(INPUT FOR THIS TASK):
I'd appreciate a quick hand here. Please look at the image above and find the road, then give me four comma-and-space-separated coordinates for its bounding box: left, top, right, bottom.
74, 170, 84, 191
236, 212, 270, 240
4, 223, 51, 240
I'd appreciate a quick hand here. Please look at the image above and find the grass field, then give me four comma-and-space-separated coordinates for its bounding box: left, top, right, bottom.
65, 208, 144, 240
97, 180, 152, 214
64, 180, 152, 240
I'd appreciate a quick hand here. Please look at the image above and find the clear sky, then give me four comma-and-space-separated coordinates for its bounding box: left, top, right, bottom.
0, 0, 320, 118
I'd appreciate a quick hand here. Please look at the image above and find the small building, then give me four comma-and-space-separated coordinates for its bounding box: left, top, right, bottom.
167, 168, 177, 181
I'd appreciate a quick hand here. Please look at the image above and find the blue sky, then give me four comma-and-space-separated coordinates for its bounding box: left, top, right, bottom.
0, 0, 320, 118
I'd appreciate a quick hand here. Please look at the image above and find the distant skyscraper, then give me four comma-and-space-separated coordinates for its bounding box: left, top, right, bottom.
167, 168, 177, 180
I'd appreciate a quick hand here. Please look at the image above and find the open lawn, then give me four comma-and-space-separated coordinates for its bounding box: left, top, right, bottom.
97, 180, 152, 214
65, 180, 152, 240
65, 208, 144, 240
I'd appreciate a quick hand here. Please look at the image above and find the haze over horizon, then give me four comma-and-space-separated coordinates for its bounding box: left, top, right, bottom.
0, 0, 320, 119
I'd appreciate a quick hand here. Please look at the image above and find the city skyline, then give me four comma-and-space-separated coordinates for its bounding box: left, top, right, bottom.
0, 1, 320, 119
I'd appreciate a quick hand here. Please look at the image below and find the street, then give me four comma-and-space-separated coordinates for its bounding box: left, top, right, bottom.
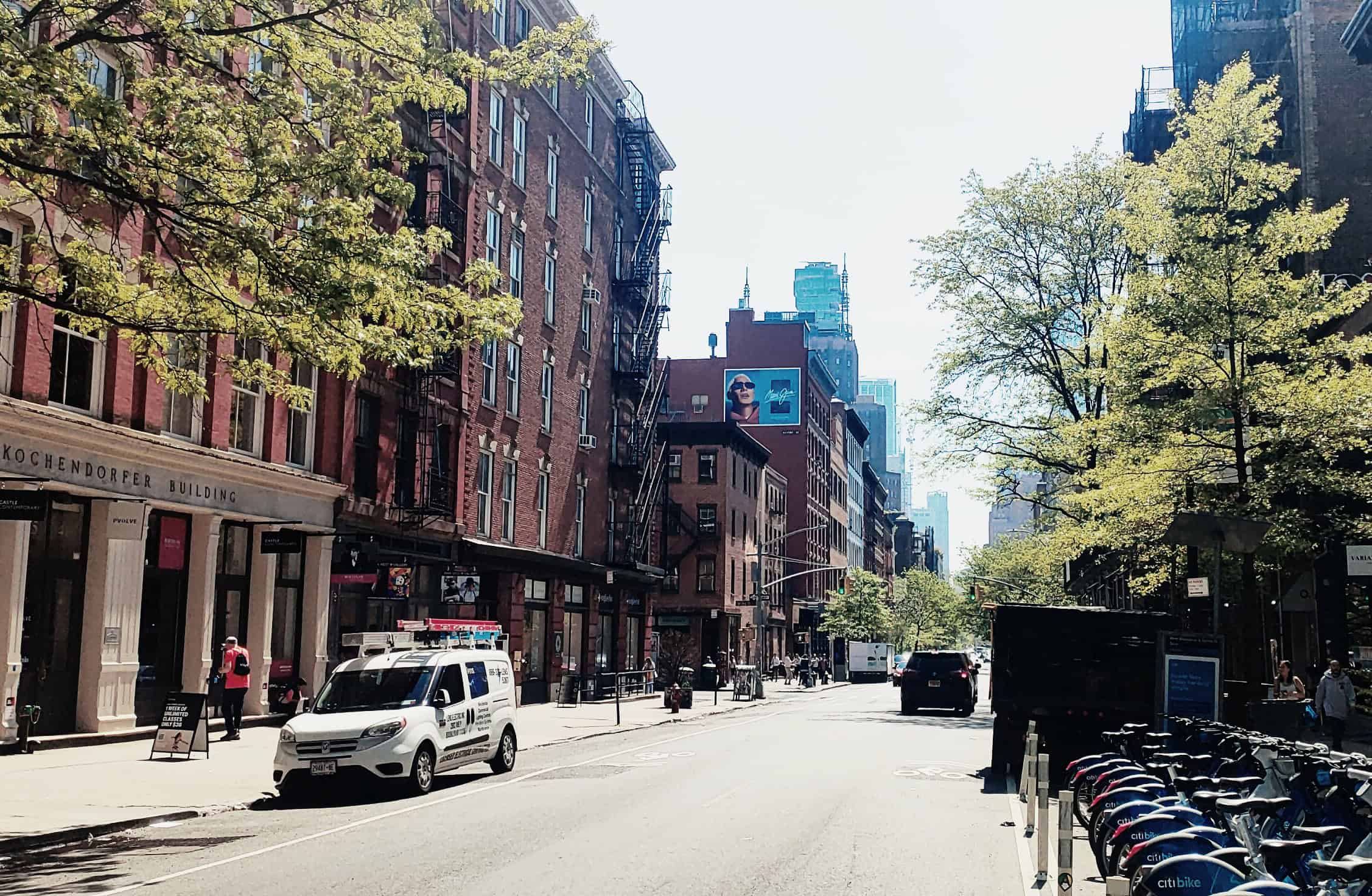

(YOUR TASK): From the lines above, pick out every one that contains the word "small" and copy each in full.

(SOLUTION TO THIS PROBLEM):
I'd appreciate a quick hand here. Please look at the image above and find the small building, then give me four comma-and-space-separated coordinates for its bounding box: left, top, right, bottom.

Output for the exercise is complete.